G7 finance ministers have begun focussing on narrow bond market spreads - a sign of what senior bankers warned yesterday could be a massive liquidity bubble in the global financial system.

'Nothing good lasts forever', William Rhodes, Senior Vice Chairman of Citigroup, said at a briefing by the Institute of International Finance yesterday. Bond market investors as well as bank lenders should start exercising caution, he added.

The warning by Rhodes, who is also IIF First Vice Chairman, came after the Institute released its latest figures on flows of private capital to emerging markets, which are expected to reach an all time high of $345 billion this year on the back of surging international liquidity.

Rhodes spoke after a senior US Treasury official revealed that G7 finance ministers had focussed quite heavily on bond market spreads at their meeting on Friday. They made no mention of this in their official communique but sources told Emerging Markets that this was probably to avoid creating instability in financial markets.

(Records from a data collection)
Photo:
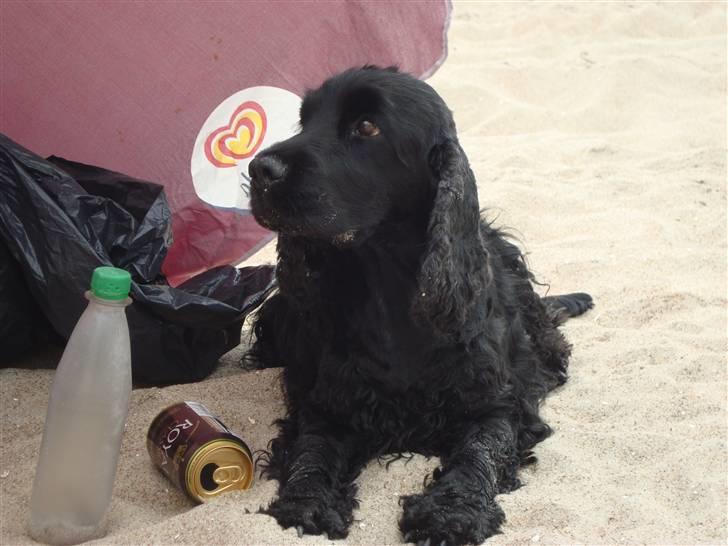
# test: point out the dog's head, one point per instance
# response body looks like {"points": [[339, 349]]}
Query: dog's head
{"points": [[362, 156], [377, 147]]}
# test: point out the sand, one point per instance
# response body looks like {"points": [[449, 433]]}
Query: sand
{"points": [[598, 131]]}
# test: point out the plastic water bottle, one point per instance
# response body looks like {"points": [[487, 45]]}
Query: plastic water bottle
{"points": [[87, 409]]}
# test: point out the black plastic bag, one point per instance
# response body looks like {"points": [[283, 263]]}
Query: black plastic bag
{"points": [[59, 220]]}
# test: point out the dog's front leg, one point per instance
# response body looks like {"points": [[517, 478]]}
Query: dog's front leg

_REQUIREMENTS_.
1) According to the report on G7 finance ministers and bond market spreads, why did the ministers leave their focus on spreads out of the official communique? Answer in one to three sentences.
2) In the report on G7 finance ministers and bond market spreads, what amount are private capital flows to emerging markets expected to reach this year?
3) Write the next part of the report on G7 finance ministers and bond market spreads, picking up after its final sentence.

_REPLIES_.
1) Sources told Emerging Markets that the ministers probably omitted it from the communique to avoid creating instability in financial markets.

2) They are expected to reach an all-time high of $345 billion.

3)
The IIF delivered its message loud and clear, however, and Rhodes told Emerging Markets he had repeatedly issued warnings about spreads not reflecting risks in financial markets. 'I am glad that the G7 is finally looking at this issue', he said.

IIF officials drew particular attention to what they perceive to be building risks in emerging markets, but they also stressed that the problem could be more widespread and that even the biggest bond markets look richly valued in terms of bond market spreads.

'As the global environment changes, caution and prudence should be the priorities for risk managers, investors and financial institutions,' Rhodes said.

He noted ominously that the last time private capital flows to emerging markets surged to levels approaching, although not equalling, current levels was in 1996 - just before a series of financial crises struck Asia, Russia and Latin America in rapid succession.

Since then, the US Federal Reserve and other central banks have pumped massive liquidity into the system to preempt financial crises.

The Fed has been raising interest rates by steady increments in the hope that this will prevent the financial market and asset bubbles swelling to a size where they are in danger of bursting, said Rhodes. But he indicated that this was not a guaranteed outcome. IIF managing director Charles Dallara suggested meanwhile that the threat to markets could only be dealt with in a 'framework' of correcting global financial imbalances.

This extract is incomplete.